DATA SHOWN —
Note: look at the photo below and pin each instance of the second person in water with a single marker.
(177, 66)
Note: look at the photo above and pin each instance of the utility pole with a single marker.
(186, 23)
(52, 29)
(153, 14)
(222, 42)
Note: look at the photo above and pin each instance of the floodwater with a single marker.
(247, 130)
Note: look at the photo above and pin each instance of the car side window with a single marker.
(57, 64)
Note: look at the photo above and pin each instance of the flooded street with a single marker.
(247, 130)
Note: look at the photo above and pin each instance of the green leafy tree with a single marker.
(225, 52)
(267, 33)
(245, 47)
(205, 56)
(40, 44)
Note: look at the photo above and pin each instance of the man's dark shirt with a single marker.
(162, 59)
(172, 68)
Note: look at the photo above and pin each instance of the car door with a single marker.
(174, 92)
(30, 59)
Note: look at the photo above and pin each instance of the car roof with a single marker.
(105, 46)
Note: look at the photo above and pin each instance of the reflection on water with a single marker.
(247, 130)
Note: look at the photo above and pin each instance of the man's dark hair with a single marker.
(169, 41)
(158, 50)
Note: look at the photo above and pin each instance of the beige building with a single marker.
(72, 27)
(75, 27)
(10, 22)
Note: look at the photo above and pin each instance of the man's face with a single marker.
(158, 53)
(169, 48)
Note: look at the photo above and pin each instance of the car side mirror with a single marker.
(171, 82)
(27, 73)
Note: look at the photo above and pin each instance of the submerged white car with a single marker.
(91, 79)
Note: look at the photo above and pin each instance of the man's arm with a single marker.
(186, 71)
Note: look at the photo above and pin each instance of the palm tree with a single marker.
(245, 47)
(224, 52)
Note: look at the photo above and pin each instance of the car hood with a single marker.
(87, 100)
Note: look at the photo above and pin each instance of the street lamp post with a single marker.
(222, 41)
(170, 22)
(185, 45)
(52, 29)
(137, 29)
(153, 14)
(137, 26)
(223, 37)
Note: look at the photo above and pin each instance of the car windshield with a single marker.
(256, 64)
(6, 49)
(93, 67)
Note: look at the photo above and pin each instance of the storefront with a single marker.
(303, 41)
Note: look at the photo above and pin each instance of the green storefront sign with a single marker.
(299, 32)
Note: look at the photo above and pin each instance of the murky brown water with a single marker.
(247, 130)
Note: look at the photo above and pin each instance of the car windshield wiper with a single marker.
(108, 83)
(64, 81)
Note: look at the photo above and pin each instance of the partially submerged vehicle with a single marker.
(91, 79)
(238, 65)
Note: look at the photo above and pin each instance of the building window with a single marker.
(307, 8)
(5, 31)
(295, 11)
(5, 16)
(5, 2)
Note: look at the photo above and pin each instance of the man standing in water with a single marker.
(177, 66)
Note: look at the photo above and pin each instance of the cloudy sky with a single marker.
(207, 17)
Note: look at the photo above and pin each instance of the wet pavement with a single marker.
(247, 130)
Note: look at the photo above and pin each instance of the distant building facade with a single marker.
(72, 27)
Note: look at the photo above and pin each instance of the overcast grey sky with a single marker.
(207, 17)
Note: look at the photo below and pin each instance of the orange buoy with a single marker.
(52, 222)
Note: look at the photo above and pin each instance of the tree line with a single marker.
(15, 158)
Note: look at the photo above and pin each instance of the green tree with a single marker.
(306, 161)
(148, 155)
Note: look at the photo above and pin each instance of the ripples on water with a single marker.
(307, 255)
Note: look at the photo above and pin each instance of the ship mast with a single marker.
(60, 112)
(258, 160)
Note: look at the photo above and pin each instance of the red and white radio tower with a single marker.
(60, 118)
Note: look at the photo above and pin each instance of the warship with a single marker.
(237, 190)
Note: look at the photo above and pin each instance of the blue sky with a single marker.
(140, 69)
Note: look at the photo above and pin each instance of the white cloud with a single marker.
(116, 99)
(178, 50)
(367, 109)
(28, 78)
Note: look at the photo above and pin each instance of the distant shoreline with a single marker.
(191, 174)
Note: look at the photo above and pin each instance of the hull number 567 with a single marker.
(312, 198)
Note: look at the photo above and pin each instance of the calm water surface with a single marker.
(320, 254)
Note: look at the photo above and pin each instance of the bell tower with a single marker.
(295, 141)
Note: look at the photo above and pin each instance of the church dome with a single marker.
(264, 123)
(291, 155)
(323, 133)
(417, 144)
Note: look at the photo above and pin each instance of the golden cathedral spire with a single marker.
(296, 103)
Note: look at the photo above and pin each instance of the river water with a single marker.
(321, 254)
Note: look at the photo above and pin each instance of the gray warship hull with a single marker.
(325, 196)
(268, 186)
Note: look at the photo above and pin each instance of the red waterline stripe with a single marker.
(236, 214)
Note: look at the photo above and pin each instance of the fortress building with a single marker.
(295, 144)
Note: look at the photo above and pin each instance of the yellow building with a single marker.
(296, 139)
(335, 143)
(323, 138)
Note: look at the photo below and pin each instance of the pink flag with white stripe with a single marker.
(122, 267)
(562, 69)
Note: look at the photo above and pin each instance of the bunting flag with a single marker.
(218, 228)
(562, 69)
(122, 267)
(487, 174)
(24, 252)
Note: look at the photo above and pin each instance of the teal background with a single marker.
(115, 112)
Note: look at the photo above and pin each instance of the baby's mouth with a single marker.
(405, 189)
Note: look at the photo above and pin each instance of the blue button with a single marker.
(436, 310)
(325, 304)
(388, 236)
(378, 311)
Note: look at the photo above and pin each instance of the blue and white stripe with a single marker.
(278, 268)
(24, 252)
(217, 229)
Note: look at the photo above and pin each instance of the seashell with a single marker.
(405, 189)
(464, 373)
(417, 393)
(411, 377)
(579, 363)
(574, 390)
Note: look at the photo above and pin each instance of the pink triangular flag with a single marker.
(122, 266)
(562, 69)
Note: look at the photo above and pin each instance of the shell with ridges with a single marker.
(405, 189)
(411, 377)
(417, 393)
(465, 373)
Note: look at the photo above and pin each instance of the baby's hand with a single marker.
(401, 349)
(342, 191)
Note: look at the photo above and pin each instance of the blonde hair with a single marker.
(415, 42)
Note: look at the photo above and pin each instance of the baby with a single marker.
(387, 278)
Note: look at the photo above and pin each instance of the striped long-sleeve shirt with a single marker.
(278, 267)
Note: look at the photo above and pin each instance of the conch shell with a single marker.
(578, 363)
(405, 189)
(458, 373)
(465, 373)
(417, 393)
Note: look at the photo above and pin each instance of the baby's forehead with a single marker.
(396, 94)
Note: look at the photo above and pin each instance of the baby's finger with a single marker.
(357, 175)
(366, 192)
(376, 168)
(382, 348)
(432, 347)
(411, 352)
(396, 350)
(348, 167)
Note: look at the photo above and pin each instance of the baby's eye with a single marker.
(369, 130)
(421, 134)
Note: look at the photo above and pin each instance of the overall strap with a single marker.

PROBLEM —
Reproduce all of the material above with "with a single marker" replaced by "with one point" wherever it occurs, keeping everything else the same.

COMPLETE ANSWER —
Note: look at the photo below and pin each instance of the second person in water with one point.
(177, 66)
Note: look at the photo above and pin each instance of the utility pole with one point.
(186, 23)
(52, 29)
(153, 14)
(222, 42)
Note: look at the photo above and pin each instance of the floodwater with one point.
(247, 130)
Note: look at the photo above and pin each instance of the car side window with one point.
(57, 64)
Note: look at the photo above and pin each instance of the flooded street with one point.
(247, 130)
Note: look at the photo above and pin each instance of the green leafy tree with one point.
(225, 52)
(267, 33)
(245, 47)
(205, 56)
(40, 44)
Note: look at the photo above and pin each instance of the man's dark shirt with one point.
(162, 59)
(172, 68)
Note: look at the photo above and pin each instance of the car door with one point.
(174, 92)
(30, 59)
Note: look at the photo above and pin each instance of the car roof with one point.
(105, 46)
Note: look at the photo above and pin each instance of the reflection on water with one point.
(247, 130)
Note: look at the photo above and pin each instance of the man's dark hair with one point.
(169, 41)
(158, 50)
Note: look at the photo above and pin each instance of the beige building with one point.
(72, 27)
(75, 27)
(10, 22)
Note: look at the photo above and pin each instance of the man's face with one point.
(158, 53)
(169, 48)
Note: look at the photo above and pin each instance of the car side mirror with one point.
(171, 82)
(27, 73)
Note: look at the photo above and pin each instance of the submerged white car with one point.
(91, 79)
Note: look at the photo above and pin each instance of the man's arm with one point.
(186, 71)
Note: look at the photo above and pin each instance of the palm tree with one point.
(245, 47)
(224, 52)
Note: look at the photo above and pin each instance of the car hood with one point.
(87, 100)
Note: look at the photo above and pin each instance of the street lamp post with one point.
(222, 41)
(170, 22)
(185, 45)
(52, 29)
(137, 29)
(153, 14)
(137, 26)
(223, 37)
Note: look at the photo above and pin each instance of the car windshield with one point.
(256, 64)
(6, 49)
(93, 67)
Note: look at the photo above and pin each instance of the storefront with one point.
(303, 41)
Note: look at the photo above and pin each instance of the green storefront sign with one point.
(299, 32)
Note: look at the photo above and pin each instance of the murky brown water with one point.
(247, 130)
Note: look at the photo above and pin each instance of the car windshield wiper with one point.
(108, 83)
(64, 81)
Note: look at the photo above and pin each instance of the partially submerged vehicle with one point.
(91, 79)
(238, 65)
Note: look at the photo above and pin each instance of the building window with one point.
(307, 8)
(5, 31)
(295, 11)
(5, 16)
(5, 2)
Note: look at the photo above and pin each instance of the man standing in water with one point.
(177, 66)
Note: look at the photo above and pin each instance of the cloudy sky with one point.
(207, 17)
Note: look at the photo above and pin each instance of the wet pavement with one point.
(247, 130)
Note: look at the photo above and pin each instance of the distant building facade with one point.
(72, 27)
Note: look at the photo above and pin each instance of the overcast grey sky with one point.
(207, 17)
Note: look at the photo below and pin each instance of the orange buoy with one point.
(52, 222)
Note: look at the photo above and pin each instance of the tree line with one point.
(15, 158)
Note: look at the photo above and pin each instance of the green tree with one point.
(306, 161)
(148, 155)
Note: look at the photo above and pin each instance of the ripples on water with one point.
(307, 255)
Note: look at the photo above and pin each instance of the ship mast with one point.
(60, 112)
(258, 160)
Note: look at the photo above and pin each instance of the red and white radio tower with one point.
(60, 118)
Note: look at the photo above and pin each instance of the warship with one point.
(237, 190)
Note: look at the photo above and pin each instance of the blue sky with one point.
(140, 69)
Note: look at the photo above and pin each instance of the white cloud with one point.
(116, 99)
(178, 50)
(367, 109)
(28, 78)
Note: look at the photo above and pin each instance of the distant shoreline with one point.
(191, 174)
Note: look at the photo above and pin each instance of the hull number 567 with one point.
(312, 198)
Note: look at the photo above and pin each instance of the calm water surface with one point.
(320, 254)
Note: look at the photo above and pin each instance of the bell tower with one point.
(295, 141)
Note: look at the photo above and pin each instance of the church dome with one point.
(264, 123)
(291, 155)
(323, 133)
(417, 144)
Note: look at the photo above and pin each instance of the golden cathedral spire with one point.
(296, 103)
Note: look at the photo above and pin each instance of the river water with one point.
(321, 254)
Note: look at the photo above and pin each instance of the gray warship hull with one point.
(325, 196)
(268, 186)
Note: look at the photo above and pin each instance of the red waterline stripe with one point.
(236, 214)
Note: look at the photo above and pin each instance of the fortress building with one point.
(295, 144)
Note: look at the photo above and pin each instance of the yellow building with one point.
(296, 139)
(335, 143)
(323, 138)
Note: look at the photo below and pin each instance of the pink flag with white stripe with one point.
(122, 267)
(562, 69)
Note: look at the photo above and pin each instance of the bunting flag with one point.
(218, 228)
(562, 69)
(122, 267)
(487, 174)
(24, 252)
Note: look at the photo above and pin each instance of the teal background with one point.
(115, 112)
Note: look at the photo above and pin each instance of the baby's mouth with one point.
(405, 189)
Note: look at the photo above and pin each instance of the blue button with one point.
(436, 310)
(325, 304)
(388, 236)
(378, 311)
Note: look at the photo above and pin each instance of the blue and white stripe with one point.
(278, 268)
(24, 252)
(217, 229)
Note: look at the photo above and pin each instance of the seashell with one point.
(405, 189)
(464, 373)
(417, 393)
(411, 377)
(579, 363)
(574, 390)
Note: look at the photo above and pin each instance of the pink triangular flag with one point.
(122, 266)
(562, 69)
Note: look at the photo above and pin each instance of the shell with ridges with one point.
(405, 189)
(411, 377)
(417, 393)
(465, 373)
Note: look at the photo above and pin each instance of the baby's hand with one point.
(401, 349)
(342, 191)
Note: look at the photo above and pin each instance of the blonde hair with one point.
(415, 42)
Note: look at the photo above and pin each instance of the baby with one point.
(387, 278)
Note: look at the photo above and pin each instance of the striped long-sleeve shirt with one point.
(278, 267)
Note: look at the photo above and pin each instance of the conch shell with one point.
(578, 363)
(405, 189)
(458, 373)
(465, 373)
(417, 393)
Note: look at the photo above and pin each instance of the baby's forehead with one point.
(396, 94)
Note: look at the photo above and pin each instance of the baby's finger with one point.
(357, 175)
(366, 192)
(376, 168)
(382, 348)
(432, 347)
(411, 352)
(396, 350)
(348, 167)
Note: look at the photo above and pin each instance of the baby's eye with one point.
(369, 130)
(421, 134)
Note: look at the photo above and pin each instance of the overall strap with one point.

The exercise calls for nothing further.